[Saved entries]
▼

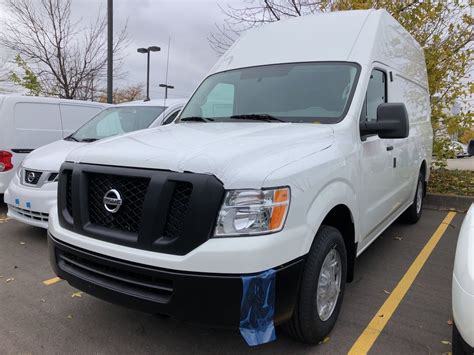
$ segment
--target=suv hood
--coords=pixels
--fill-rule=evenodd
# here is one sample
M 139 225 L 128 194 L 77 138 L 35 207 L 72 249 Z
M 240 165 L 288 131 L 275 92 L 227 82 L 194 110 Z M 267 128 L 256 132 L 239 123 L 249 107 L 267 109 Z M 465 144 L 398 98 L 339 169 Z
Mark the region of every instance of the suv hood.
M 68 161 L 215 175 L 226 188 L 260 188 L 273 171 L 328 148 L 330 126 L 179 123 L 74 150 Z
M 23 160 L 23 167 L 40 171 L 59 171 L 61 164 L 74 149 L 88 143 L 60 140 L 28 154 Z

▲

**WHAT YOU ARE ASKED TO DO**
Print the data above verbatim from the first line through the line holding "M 240 165 L", leaving every picture out.

**REPLY TO THE EXERCISE**
$ segment
--target=suv hood
--coords=pixels
--fill-rule=evenodd
# here is one sample
M 139 225 L 128 194 L 77 138 L 35 207 L 72 249 Z
M 240 165 L 288 131 L 275 92 L 227 82 L 194 110 Z M 267 128 L 256 132 L 239 123 L 249 107 L 267 109 Z M 465 144 L 398 98 L 339 169 Z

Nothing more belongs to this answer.